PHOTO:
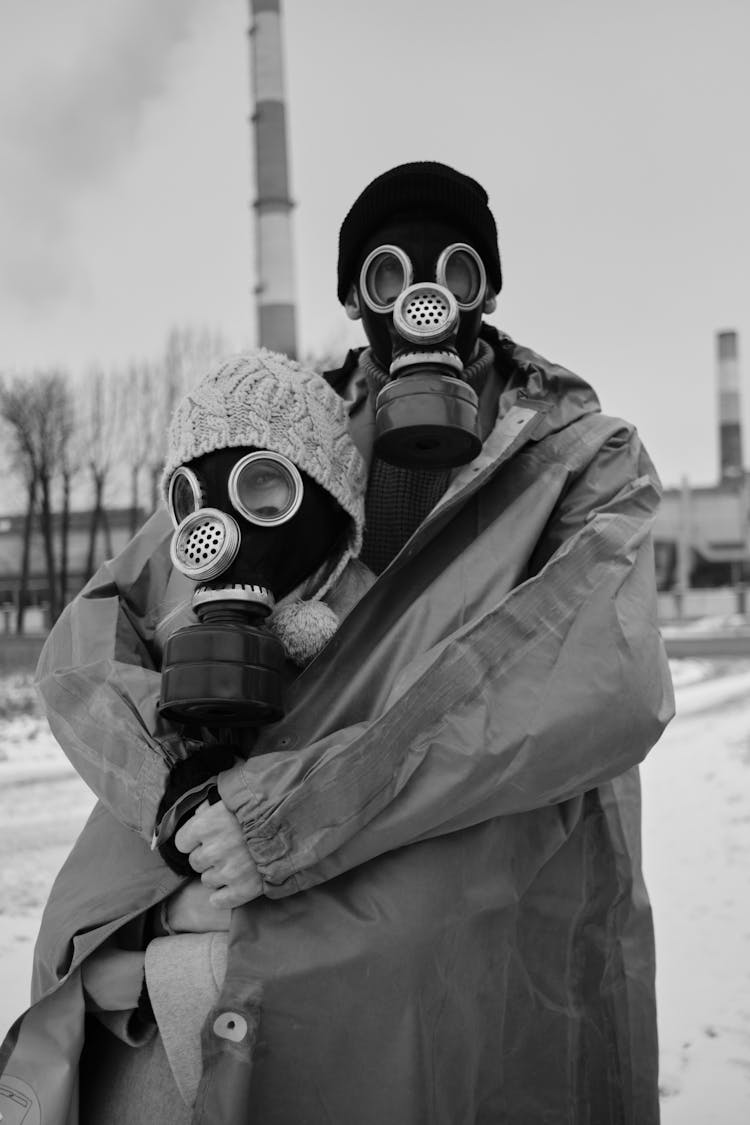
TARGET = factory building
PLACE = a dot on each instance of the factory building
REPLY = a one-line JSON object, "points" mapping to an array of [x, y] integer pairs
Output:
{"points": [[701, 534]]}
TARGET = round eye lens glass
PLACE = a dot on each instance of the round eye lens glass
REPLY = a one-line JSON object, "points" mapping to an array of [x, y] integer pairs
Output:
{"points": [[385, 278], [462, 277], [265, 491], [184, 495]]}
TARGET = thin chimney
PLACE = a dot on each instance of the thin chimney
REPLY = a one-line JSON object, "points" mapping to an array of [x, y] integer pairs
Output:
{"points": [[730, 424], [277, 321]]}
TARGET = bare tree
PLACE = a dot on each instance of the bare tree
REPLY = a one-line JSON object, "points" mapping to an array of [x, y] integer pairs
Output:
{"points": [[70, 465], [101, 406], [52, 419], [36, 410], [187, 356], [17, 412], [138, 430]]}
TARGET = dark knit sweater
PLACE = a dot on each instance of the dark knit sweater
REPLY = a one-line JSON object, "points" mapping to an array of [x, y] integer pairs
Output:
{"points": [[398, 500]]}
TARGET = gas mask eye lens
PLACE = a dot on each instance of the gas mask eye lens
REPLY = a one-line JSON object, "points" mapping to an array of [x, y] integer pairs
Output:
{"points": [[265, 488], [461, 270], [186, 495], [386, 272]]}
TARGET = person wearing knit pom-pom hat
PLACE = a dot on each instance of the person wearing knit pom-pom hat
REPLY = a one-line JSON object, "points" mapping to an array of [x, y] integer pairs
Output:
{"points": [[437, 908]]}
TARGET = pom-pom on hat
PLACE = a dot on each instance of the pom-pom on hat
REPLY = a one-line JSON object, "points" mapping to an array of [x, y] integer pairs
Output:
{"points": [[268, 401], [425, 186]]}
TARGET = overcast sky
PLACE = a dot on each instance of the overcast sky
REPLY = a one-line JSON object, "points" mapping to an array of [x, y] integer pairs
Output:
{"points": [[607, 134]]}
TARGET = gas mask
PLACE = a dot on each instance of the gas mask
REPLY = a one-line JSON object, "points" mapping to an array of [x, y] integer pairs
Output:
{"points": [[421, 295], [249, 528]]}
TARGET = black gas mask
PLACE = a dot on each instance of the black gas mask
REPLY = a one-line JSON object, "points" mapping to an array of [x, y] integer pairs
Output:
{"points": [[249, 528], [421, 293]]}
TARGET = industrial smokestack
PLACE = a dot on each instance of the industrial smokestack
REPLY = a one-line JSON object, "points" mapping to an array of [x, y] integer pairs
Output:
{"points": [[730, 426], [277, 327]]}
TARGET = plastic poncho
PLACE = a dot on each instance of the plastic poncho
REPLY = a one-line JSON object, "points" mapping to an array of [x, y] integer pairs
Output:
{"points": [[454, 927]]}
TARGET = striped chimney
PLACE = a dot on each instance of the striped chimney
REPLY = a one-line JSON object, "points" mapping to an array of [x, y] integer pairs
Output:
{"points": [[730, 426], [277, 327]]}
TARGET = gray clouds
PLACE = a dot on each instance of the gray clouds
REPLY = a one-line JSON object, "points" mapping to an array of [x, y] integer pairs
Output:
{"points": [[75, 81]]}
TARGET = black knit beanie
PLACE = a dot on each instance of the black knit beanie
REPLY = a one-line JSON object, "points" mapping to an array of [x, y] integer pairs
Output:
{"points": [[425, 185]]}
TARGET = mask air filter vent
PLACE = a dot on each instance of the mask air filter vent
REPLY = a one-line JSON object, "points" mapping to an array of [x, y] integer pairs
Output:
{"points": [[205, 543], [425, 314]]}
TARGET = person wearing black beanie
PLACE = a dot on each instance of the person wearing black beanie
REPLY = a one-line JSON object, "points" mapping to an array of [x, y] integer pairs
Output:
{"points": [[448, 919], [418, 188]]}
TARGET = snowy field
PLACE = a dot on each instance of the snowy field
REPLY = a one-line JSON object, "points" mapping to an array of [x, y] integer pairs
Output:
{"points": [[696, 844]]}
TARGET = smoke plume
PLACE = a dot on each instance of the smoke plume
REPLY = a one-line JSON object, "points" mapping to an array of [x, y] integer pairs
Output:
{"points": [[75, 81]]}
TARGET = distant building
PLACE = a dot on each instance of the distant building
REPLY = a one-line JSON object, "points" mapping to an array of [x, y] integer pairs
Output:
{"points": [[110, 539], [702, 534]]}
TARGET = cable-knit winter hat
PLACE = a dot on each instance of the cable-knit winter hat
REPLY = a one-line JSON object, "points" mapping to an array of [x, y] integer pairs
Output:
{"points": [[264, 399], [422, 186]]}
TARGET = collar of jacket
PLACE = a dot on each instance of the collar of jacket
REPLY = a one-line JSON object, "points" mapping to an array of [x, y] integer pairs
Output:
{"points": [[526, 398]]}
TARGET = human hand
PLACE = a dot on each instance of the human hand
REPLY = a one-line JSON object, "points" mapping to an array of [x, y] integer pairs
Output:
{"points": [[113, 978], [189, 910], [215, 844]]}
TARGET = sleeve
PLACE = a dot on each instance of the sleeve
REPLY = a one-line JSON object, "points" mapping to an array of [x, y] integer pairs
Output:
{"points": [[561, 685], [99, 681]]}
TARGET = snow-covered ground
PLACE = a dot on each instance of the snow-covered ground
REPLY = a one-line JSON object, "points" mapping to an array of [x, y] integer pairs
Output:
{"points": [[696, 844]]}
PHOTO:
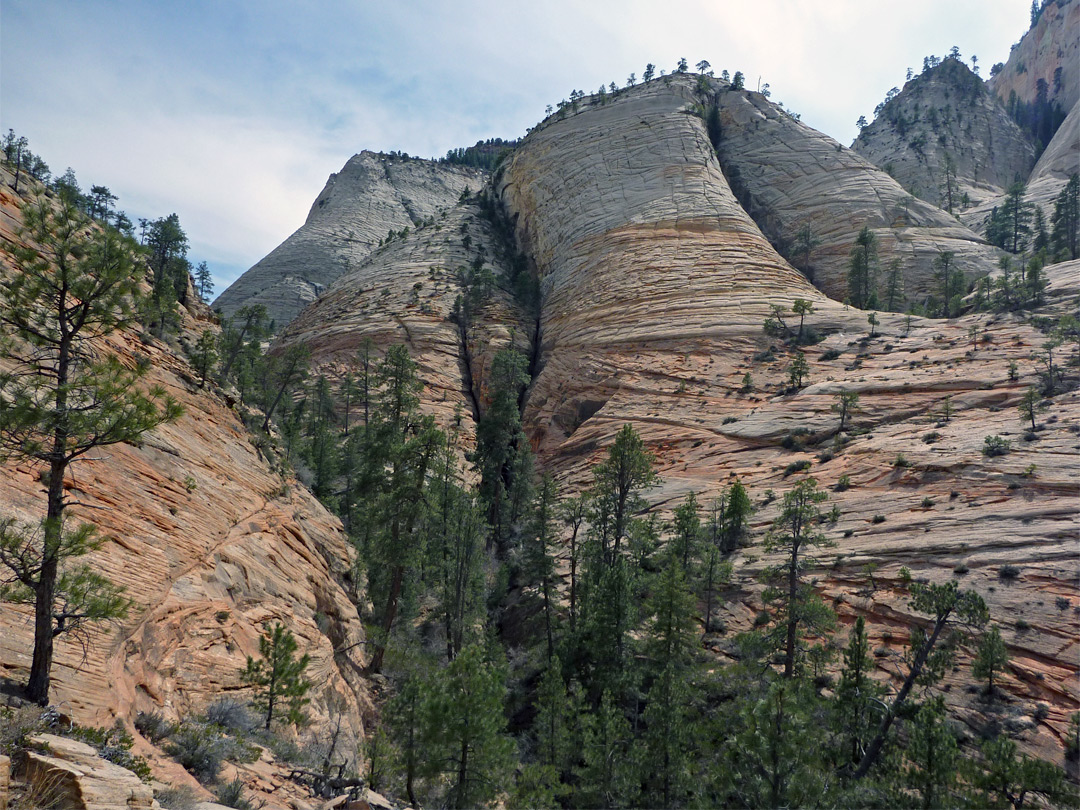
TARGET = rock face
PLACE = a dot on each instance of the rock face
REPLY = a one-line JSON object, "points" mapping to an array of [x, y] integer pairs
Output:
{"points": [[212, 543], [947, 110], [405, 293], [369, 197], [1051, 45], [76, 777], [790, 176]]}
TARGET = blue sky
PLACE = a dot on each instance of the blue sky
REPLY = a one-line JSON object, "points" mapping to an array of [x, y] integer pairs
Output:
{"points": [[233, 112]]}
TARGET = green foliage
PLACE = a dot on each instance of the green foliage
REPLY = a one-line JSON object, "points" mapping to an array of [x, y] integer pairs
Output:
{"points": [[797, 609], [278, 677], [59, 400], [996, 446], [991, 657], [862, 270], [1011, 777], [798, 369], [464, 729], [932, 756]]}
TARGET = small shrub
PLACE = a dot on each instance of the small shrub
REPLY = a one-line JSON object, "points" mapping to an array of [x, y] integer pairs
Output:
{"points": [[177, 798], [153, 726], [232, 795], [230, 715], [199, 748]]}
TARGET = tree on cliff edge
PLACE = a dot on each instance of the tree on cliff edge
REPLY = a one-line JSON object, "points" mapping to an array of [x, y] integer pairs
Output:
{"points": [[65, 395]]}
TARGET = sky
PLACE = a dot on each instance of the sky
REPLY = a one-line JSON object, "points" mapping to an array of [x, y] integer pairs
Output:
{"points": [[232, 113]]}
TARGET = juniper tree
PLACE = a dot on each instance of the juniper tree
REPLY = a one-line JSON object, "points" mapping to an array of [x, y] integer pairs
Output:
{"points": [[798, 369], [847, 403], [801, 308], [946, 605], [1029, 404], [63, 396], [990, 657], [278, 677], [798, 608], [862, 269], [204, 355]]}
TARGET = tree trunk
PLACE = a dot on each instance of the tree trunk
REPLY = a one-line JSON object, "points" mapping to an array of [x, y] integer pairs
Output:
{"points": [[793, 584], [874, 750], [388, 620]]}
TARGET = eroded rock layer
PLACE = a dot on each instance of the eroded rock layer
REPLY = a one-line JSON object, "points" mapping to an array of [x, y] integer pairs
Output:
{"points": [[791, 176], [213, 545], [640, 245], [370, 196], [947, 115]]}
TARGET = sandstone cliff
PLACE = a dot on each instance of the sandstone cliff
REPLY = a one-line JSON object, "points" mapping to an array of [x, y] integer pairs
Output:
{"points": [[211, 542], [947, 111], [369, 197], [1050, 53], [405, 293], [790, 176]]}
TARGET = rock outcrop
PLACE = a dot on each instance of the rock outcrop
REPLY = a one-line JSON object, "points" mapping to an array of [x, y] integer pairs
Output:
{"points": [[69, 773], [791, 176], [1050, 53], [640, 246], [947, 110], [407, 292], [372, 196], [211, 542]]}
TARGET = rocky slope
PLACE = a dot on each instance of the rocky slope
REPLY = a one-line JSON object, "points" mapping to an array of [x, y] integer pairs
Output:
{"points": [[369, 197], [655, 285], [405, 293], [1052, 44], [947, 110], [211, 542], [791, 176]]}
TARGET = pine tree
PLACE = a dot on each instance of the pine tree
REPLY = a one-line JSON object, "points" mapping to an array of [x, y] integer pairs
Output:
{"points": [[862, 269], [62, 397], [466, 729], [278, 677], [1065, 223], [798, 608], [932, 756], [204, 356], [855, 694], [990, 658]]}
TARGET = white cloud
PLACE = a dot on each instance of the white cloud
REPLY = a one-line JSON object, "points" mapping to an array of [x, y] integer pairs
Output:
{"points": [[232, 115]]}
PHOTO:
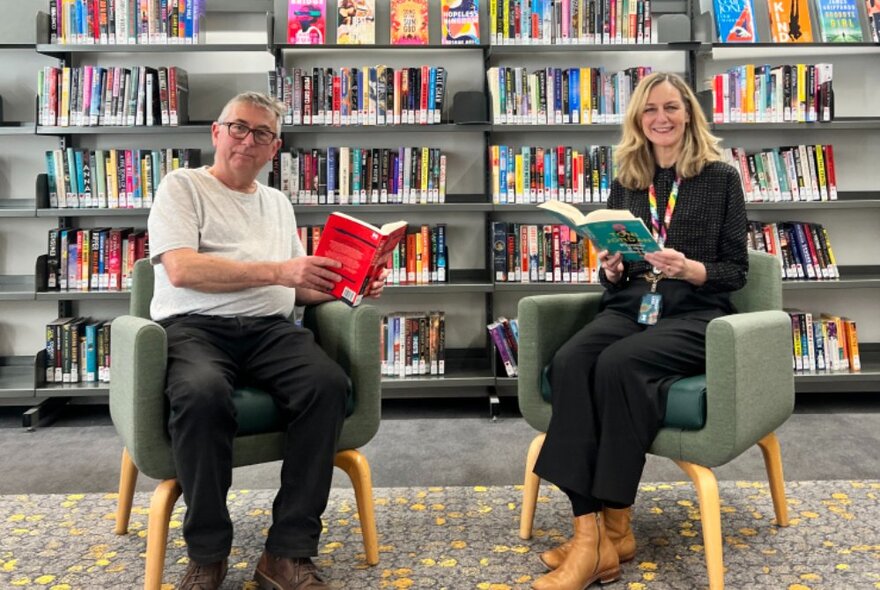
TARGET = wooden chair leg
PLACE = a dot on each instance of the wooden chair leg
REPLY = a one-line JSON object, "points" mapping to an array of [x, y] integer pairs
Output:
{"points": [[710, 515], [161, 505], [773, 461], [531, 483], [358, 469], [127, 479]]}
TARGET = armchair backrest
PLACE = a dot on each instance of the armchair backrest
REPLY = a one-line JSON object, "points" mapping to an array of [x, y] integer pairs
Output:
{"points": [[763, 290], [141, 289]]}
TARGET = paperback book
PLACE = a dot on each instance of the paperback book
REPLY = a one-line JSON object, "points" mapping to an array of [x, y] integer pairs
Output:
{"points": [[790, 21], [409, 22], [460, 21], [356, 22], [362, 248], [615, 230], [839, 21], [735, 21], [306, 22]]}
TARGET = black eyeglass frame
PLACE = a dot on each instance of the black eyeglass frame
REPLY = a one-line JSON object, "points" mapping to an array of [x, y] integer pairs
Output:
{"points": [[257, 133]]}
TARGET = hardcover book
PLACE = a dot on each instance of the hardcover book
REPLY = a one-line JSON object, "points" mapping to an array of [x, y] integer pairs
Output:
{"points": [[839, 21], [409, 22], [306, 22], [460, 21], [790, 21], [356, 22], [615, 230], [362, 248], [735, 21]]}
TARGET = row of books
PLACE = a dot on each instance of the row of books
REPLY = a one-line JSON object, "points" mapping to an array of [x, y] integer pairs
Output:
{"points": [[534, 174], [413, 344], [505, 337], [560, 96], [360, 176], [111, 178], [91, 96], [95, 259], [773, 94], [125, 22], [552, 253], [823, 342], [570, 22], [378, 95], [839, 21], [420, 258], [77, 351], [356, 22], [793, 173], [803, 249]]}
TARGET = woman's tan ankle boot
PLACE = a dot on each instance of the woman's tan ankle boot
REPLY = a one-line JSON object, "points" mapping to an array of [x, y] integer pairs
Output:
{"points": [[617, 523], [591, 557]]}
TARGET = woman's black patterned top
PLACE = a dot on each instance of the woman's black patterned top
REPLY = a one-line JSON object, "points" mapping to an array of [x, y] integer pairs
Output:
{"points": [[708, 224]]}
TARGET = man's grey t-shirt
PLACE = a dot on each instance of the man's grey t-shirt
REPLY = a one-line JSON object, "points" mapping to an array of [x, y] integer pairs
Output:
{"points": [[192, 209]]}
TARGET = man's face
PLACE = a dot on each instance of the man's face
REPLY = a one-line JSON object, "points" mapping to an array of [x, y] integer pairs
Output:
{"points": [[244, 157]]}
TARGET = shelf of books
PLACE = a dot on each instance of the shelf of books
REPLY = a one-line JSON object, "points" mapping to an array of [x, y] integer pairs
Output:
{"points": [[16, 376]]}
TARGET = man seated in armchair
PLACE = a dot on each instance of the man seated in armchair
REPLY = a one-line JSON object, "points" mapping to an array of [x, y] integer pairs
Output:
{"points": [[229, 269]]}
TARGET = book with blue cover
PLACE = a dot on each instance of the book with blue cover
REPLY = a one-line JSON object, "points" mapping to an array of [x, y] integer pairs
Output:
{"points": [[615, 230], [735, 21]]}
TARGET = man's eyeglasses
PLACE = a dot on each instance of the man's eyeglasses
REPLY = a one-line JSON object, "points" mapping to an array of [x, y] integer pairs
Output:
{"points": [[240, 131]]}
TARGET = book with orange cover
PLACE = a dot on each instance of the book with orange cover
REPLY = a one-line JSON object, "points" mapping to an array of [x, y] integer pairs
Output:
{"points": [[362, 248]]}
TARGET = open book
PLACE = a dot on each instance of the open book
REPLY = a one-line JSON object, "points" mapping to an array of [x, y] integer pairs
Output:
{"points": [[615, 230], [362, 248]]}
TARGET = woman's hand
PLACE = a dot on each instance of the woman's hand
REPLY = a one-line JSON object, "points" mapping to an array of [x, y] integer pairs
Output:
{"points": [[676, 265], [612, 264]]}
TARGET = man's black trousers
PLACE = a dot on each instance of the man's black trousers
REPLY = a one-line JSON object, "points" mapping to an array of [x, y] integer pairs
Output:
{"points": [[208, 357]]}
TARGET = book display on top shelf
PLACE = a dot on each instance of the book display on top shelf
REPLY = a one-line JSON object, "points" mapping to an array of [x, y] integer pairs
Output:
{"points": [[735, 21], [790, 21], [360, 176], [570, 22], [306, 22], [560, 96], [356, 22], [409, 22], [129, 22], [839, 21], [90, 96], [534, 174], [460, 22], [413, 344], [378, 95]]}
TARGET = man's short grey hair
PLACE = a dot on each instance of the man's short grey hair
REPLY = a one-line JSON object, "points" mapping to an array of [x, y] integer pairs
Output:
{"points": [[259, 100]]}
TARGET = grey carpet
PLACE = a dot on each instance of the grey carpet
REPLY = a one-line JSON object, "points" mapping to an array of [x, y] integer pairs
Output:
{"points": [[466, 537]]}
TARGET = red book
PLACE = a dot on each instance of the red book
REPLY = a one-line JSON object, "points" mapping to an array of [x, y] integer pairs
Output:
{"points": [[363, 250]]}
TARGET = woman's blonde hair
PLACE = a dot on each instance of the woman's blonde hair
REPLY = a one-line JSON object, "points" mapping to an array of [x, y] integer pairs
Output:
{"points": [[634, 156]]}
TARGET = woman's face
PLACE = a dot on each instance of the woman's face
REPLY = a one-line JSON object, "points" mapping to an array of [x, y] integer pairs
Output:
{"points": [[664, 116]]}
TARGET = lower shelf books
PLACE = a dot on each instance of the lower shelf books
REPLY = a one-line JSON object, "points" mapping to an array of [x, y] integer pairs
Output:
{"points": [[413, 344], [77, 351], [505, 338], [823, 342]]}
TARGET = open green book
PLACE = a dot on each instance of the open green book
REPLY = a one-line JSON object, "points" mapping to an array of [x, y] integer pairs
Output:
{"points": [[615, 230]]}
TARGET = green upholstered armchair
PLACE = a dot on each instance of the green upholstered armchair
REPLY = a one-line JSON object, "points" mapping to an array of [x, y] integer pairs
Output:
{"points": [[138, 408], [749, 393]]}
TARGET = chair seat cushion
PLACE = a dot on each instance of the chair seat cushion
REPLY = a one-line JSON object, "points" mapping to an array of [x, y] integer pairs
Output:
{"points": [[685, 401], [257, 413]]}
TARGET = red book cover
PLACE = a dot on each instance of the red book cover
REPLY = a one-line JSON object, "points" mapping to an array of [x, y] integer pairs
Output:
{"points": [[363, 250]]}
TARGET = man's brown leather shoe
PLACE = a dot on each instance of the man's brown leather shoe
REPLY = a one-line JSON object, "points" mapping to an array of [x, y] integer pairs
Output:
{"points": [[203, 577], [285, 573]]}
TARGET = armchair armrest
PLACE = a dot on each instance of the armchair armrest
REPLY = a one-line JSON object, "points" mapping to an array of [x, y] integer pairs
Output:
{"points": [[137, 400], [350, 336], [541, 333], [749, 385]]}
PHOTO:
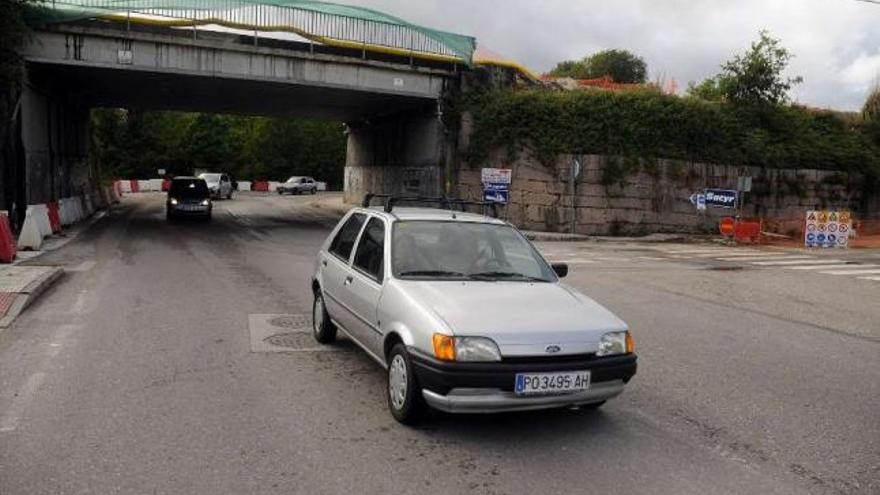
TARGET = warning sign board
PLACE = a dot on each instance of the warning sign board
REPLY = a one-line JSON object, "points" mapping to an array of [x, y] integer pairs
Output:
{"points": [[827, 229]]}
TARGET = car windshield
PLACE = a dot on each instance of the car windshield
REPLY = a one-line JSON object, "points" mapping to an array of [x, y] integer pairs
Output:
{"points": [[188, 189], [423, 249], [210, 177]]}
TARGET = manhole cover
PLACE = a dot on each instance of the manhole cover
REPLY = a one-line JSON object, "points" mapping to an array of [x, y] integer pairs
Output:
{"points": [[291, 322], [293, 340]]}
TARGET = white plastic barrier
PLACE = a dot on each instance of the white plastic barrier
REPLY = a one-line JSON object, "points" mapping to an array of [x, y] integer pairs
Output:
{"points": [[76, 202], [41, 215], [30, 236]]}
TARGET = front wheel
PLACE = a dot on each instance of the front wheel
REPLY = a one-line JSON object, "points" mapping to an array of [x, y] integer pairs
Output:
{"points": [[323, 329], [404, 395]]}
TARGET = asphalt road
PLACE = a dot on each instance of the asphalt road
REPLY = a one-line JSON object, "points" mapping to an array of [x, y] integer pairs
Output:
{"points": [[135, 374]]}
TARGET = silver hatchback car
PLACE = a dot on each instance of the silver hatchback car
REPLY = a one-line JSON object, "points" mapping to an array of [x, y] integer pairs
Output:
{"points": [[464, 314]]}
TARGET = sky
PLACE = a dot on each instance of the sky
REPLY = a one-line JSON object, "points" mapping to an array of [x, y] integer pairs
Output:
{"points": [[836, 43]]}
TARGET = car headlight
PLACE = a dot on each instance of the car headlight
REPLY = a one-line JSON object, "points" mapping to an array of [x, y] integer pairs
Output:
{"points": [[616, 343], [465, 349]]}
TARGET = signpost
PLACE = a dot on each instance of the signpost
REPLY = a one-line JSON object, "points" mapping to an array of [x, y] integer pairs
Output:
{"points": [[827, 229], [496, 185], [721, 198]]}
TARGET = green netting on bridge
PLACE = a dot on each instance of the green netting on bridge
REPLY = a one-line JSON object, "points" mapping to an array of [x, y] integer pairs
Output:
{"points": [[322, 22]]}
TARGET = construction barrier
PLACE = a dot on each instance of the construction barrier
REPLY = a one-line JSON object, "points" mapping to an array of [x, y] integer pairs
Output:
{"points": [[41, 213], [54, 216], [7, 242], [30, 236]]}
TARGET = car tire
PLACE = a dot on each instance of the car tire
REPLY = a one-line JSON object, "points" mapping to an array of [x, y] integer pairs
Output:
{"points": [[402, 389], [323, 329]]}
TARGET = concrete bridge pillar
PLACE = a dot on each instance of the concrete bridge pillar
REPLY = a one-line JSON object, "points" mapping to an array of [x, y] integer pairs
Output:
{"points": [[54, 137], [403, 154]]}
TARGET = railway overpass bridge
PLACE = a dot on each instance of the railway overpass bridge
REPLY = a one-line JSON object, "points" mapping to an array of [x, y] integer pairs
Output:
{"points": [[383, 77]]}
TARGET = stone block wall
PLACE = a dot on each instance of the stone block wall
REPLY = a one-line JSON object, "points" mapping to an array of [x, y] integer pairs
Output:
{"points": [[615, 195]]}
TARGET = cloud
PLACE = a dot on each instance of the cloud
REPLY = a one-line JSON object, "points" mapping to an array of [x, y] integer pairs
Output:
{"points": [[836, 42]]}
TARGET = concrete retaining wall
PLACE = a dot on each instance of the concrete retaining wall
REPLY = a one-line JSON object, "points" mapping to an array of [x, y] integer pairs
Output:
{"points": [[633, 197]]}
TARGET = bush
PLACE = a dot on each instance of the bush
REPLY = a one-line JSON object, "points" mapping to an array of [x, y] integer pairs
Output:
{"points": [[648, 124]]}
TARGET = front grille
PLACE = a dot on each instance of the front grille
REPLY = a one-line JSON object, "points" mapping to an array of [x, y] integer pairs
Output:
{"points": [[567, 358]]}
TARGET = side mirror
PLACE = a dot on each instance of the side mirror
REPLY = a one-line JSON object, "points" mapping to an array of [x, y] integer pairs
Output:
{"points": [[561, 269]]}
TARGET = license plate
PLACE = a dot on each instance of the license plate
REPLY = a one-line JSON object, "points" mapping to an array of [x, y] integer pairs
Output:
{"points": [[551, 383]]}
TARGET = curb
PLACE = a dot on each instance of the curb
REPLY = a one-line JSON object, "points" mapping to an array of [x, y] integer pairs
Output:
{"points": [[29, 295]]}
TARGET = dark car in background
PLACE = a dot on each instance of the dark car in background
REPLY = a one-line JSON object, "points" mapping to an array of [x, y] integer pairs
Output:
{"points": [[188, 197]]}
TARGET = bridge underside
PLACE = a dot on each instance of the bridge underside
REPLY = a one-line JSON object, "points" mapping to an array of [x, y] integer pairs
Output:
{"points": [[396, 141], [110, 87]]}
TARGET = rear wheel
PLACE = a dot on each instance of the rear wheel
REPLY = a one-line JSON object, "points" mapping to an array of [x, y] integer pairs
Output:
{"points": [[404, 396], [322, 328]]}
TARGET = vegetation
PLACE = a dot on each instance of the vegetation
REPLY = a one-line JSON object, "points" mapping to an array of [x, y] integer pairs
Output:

- - -

WHAT THE TASK REQUIRES →
Repeat word for word every line from the one that holds "TARGET = dark car in background" to the end. Both ends count.

RESULT →
TARGET = dark car in background
PLACE = a dot on each instance of the dark car in background
REPLY = a one-line JSON object, "points" mapping to an array of [x, y] integer pairs
Output:
{"points": [[188, 197]]}
TARGET = bridge underside
PLACE = a dot on each instance of the bridge underside
REPLY = a one-line JSON object, "points" mapping to an array of [x, y] integer pairs
Output:
{"points": [[396, 141], [110, 87]]}
TARGET = rear wheel
PLACE = a dot on each instance of the rear wheel
REPLY = a one-line JSON object, "points" mapping to an array of [x, y] integer pairs
Output:
{"points": [[404, 396], [322, 328]]}
TARGET = vegetation
PLACE = a dot on each instance of the vegetation
REPLY = a one-line JSON object, "points" mapping to an array of [x, y] integer pairs
Output:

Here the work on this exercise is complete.